Available records:
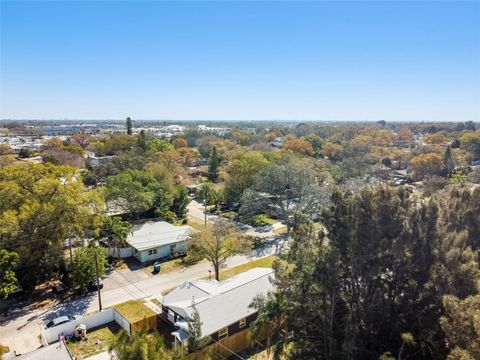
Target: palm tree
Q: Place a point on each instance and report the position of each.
(116, 231)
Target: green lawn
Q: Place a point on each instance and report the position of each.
(263, 262)
(98, 340)
(134, 310)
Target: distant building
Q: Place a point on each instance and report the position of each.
(158, 239)
(223, 306)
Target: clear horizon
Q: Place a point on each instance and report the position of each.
(240, 61)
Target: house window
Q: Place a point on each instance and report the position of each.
(223, 333)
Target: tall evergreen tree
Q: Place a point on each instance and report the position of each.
(449, 161)
(214, 165)
(142, 141)
(129, 124)
(195, 339)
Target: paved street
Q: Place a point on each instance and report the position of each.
(21, 328)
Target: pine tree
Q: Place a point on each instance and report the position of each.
(195, 339)
(129, 126)
(449, 161)
(213, 165)
(142, 141)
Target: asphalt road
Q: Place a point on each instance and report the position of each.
(21, 328)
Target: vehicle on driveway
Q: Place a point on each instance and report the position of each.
(93, 285)
(62, 320)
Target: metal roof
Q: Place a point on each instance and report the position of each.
(153, 234)
(220, 304)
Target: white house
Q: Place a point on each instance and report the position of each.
(158, 239)
(223, 306)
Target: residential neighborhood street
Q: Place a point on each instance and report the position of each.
(21, 328)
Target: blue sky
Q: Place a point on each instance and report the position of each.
(240, 60)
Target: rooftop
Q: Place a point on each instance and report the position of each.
(219, 303)
(156, 233)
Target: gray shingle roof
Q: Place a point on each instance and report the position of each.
(220, 304)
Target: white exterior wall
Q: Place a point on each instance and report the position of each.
(124, 252)
(91, 321)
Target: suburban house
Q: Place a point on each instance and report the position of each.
(158, 239)
(58, 351)
(223, 307)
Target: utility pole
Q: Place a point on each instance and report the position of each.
(98, 281)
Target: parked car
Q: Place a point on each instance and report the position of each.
(93, 286)
(62, 320)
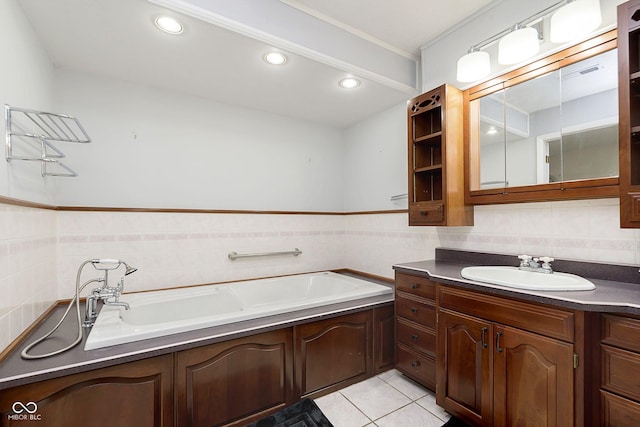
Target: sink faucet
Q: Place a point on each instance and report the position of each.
(109, 295)
(529, 263)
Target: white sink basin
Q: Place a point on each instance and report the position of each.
(515, 278)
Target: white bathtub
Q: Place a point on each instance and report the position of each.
(159, 313)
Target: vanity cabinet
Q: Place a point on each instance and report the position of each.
(135, 394)
(415, 308)
(629, 112)
(503, 362)
(620, 370)
(436, 160)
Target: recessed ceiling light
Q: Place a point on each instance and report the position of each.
(275, 58)
(349, 83)
(169, 25)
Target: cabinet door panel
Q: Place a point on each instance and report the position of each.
(333, 353)
(533, 380)
(235, 380)
(135, 394)
(464, 367)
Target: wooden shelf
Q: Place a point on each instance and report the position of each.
(436, 169)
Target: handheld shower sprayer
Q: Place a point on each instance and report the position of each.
(104, 293)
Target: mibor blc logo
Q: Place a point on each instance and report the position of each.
(24, 412)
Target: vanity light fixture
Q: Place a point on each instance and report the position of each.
(168, 25)
(575, 20)
(349, 83)
(275, 58)
(569, 20)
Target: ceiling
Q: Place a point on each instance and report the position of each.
(117, 39)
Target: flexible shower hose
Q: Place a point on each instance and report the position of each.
(78, 339)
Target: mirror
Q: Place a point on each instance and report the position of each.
(549, 127)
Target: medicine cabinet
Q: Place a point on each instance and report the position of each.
(546, 131)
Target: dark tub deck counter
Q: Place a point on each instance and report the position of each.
(16, 371)
(617, 287)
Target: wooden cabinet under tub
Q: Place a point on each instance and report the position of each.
(230, 383)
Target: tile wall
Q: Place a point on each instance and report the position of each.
(28, 266)
(175, 249)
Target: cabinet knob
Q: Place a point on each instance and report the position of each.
(498, 348)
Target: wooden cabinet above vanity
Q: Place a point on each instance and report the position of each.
(629, 111)
(436, 160)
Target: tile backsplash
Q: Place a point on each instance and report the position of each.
(40, 250)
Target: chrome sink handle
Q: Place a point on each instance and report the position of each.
(546, 264)
(524, 260)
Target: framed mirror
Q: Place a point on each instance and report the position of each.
(547, 131)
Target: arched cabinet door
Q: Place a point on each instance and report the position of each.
(234, 382)
(464, 373)
(134, 394)
(333, 353)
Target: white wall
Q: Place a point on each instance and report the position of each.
(26, 81)
(375, 161)
(156, 148)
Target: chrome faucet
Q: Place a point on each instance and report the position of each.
(109, 295)
(529, 263)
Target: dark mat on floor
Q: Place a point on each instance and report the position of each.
(455, 422)
(302, 414)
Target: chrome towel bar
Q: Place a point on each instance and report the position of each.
(235, 255)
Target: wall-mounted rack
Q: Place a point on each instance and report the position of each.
(33, 131)
(235, 255)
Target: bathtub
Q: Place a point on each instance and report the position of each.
(159, 313)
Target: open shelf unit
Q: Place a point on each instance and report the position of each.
(629, 112)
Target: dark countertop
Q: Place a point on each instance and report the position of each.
(617, 287)
(16, 371)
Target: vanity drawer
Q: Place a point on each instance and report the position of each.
(618, 411)
(417, 310)
(623, 332)
(416, 285)
(620, 372)
(544, 320)
(426, 214)
(416, 337)
(420, 367)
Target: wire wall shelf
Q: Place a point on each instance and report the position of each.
(30, 135)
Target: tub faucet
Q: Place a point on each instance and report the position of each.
(109, 295)
(529, 263)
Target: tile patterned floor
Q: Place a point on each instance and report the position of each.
(387, 400)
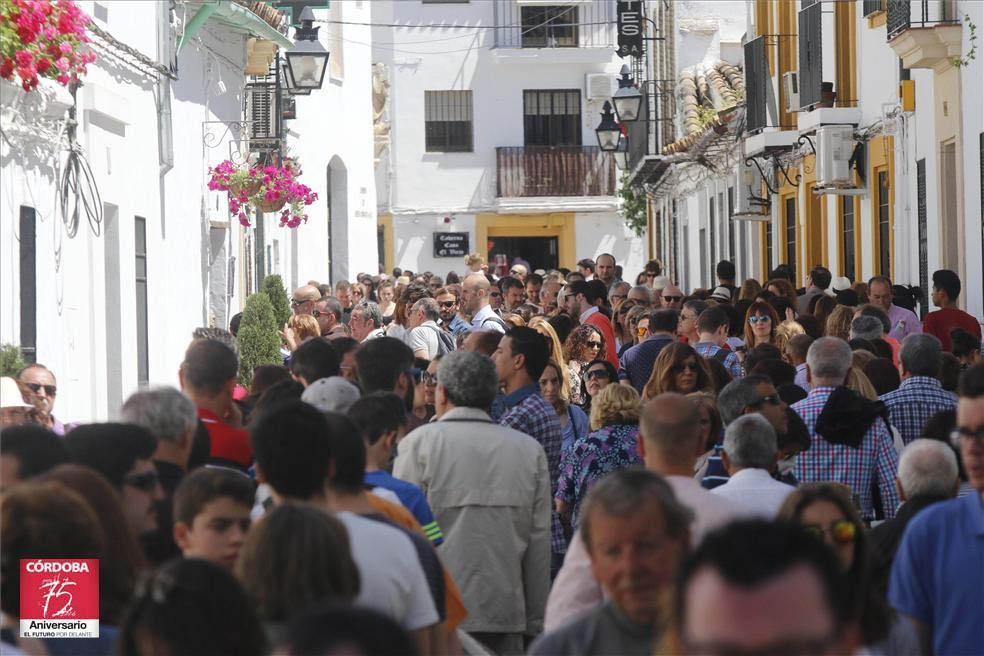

Job: Copy the data word for word, starting at the line that contains "Target: white wall" and ending at the last line of the data. Leave the pictures out.

Full response:
Target: white wall
Q: Place a point on each instance and report the position of each.
(26, 81)
(375, 161)
(156, 148)
Target: chrome faucet
Q: Place a point on each instance and report the position of each.
(109, 295)
(529, 263)
Target: dark mat on floor
Q: Place a point on each instance and report the position of each.
(455, 422)
(302, 414)
Target: chrome towel bar
Q: Place a point on each instance and report the position of each.
(235, 255)
Target: wall-mounted rack
Q: Place a point on each instance and report the position of each.
(33, 131)
(235, 255)
Target: bathtub
Q: Place a point on each instance and report the position of each.
(159, 313)
Target: open shelf unit
Q: Place a point on each instance and report the position of each.
(629, 112)
Target: dark countertop
Q: Place a point on each instance and report the position of each.
(617, 287)
(16, 371)
Target: vanity drawer
Q: Place a point on each instance and report the position of each.
(618, 411)
(417, 310)
(623, 332)
(416, 285)
(620, 372)
(544, 320)
(426, 214)
(416, 337)
(420, 367)
Target: wire wall shelf
Q: Place a point on each instance and report the position of each.
(30, 135)
Target: tub faucet
Q: Place a point on each instance and report the position of each.
(109, 295)
(529, 263)
Target: tile patterned floor
Q: Place a point on each instance and report the position of each.
(387, 400)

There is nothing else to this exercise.